◆ Aim of the exercise
Please locate each line in the items below that contains the word "appear", and copy those lines out in full.

Saved entries
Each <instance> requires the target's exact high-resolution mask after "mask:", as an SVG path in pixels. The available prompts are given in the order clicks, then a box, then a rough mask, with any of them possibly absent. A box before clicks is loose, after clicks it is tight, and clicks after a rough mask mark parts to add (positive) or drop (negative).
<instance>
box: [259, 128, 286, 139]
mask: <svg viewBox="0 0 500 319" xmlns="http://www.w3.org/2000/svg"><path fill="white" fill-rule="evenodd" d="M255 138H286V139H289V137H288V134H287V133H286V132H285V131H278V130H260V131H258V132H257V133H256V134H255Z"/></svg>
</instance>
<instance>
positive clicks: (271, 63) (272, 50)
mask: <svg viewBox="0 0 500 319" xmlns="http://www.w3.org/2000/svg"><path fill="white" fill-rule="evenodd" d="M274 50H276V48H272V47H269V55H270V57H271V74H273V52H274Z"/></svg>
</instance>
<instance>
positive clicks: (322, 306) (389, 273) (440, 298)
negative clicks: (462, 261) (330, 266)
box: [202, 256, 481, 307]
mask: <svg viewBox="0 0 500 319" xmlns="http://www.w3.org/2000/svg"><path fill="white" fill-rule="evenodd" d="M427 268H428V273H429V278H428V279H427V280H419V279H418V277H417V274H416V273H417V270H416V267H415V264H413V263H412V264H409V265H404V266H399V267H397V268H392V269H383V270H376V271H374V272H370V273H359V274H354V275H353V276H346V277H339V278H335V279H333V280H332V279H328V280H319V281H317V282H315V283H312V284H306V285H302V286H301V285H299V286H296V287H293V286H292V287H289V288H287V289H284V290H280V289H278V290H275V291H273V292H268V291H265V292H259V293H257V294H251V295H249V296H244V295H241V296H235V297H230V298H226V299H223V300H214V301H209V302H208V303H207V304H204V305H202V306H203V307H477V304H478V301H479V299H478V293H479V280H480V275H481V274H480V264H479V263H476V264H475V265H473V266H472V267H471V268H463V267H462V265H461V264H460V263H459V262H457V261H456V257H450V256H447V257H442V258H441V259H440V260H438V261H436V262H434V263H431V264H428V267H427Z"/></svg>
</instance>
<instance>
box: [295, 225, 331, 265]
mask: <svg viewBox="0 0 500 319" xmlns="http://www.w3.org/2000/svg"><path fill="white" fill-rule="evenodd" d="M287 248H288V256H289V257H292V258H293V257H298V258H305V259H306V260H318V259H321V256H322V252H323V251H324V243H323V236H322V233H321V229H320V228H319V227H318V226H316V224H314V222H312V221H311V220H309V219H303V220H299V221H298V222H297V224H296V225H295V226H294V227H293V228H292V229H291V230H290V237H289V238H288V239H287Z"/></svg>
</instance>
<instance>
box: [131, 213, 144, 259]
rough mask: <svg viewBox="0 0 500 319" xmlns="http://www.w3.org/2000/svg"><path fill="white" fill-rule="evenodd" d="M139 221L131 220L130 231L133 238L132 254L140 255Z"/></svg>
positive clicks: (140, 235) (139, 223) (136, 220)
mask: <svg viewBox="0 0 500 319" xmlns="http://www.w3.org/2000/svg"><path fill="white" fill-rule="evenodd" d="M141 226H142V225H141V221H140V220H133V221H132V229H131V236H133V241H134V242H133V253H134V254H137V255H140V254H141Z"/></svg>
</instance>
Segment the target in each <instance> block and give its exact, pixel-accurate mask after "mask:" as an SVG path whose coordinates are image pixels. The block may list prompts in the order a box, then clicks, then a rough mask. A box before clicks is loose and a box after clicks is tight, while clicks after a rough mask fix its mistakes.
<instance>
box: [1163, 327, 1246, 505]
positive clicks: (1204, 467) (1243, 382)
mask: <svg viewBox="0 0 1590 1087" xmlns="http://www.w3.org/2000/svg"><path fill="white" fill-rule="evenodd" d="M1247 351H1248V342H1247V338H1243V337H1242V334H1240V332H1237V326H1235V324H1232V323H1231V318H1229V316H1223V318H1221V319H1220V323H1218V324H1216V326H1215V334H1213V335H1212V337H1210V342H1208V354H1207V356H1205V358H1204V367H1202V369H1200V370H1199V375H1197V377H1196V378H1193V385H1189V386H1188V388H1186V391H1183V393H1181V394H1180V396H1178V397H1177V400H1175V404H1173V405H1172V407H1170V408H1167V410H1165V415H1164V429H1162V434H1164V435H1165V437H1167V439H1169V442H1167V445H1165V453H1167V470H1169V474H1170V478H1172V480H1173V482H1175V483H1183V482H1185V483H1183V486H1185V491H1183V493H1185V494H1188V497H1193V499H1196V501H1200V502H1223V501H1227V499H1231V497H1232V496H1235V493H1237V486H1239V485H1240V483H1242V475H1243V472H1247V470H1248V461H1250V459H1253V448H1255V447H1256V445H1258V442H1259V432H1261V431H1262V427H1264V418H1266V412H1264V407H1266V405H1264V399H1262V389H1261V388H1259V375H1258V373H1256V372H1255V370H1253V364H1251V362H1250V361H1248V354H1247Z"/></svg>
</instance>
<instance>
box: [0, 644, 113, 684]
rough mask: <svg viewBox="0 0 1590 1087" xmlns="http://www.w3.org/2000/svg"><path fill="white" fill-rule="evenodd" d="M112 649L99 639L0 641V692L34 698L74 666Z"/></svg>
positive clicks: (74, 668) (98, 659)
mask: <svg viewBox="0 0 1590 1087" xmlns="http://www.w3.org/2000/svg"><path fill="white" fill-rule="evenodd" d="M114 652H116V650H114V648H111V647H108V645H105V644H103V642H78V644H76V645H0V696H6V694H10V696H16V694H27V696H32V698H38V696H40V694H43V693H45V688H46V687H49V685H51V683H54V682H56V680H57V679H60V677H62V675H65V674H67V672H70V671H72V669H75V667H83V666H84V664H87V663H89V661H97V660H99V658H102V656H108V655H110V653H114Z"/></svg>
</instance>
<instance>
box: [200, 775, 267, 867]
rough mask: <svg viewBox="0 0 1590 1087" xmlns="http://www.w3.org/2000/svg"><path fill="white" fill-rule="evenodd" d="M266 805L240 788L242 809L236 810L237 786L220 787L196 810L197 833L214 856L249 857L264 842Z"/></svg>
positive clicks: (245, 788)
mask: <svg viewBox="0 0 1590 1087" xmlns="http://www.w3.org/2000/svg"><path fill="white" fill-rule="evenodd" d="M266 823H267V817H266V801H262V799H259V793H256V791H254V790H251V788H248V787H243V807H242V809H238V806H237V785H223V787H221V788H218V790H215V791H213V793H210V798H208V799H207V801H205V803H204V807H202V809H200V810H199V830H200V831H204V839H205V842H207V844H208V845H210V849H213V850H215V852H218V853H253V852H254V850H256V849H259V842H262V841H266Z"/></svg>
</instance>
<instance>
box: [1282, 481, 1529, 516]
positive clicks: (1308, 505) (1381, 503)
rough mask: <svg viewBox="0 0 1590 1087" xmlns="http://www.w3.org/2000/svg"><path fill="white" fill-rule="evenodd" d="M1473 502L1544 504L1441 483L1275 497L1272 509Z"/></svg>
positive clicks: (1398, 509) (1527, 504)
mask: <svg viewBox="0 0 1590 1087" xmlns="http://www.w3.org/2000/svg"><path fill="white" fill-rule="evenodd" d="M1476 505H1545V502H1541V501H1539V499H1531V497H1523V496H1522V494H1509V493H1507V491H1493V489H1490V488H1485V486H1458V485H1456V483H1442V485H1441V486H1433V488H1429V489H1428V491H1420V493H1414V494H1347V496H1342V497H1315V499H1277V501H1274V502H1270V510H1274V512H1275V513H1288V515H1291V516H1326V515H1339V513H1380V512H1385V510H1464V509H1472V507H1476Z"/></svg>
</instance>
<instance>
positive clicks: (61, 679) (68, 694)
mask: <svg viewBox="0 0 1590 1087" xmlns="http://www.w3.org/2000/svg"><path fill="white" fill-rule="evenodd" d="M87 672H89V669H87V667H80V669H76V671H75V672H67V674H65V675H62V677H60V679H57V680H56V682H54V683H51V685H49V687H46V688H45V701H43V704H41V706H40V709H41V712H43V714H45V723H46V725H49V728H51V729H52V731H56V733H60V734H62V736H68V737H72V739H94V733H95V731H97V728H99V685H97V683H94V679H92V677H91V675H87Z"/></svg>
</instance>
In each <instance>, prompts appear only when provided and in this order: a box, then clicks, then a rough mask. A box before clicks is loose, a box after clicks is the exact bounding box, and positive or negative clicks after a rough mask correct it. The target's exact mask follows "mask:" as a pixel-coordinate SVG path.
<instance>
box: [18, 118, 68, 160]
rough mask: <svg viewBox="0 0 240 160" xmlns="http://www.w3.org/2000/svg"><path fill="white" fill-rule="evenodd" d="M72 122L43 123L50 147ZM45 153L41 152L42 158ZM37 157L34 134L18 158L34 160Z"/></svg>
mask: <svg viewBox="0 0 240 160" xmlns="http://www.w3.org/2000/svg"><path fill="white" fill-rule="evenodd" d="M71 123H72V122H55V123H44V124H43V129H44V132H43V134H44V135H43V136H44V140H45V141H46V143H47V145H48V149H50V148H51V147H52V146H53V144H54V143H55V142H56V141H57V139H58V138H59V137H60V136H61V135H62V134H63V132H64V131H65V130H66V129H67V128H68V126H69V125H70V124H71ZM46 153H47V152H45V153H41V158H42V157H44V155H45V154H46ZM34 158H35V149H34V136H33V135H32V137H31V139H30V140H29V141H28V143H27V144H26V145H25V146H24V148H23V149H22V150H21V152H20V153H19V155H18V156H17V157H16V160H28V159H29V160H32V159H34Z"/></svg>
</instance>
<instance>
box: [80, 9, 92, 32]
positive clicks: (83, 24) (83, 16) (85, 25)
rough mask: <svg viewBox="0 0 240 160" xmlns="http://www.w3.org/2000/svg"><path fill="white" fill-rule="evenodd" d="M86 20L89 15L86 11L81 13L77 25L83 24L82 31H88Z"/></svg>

◆ Answer box
In each <instance>, prompts appear only when provided and in this order: a box, then clicks, then a rough mask. A box before clicks is loose, a box after clicks is the exact bounding box, and positive or negative clicks after a rough mask correct it. The target's exact mask follows "mask:" as a pixel-coordinate SVG path.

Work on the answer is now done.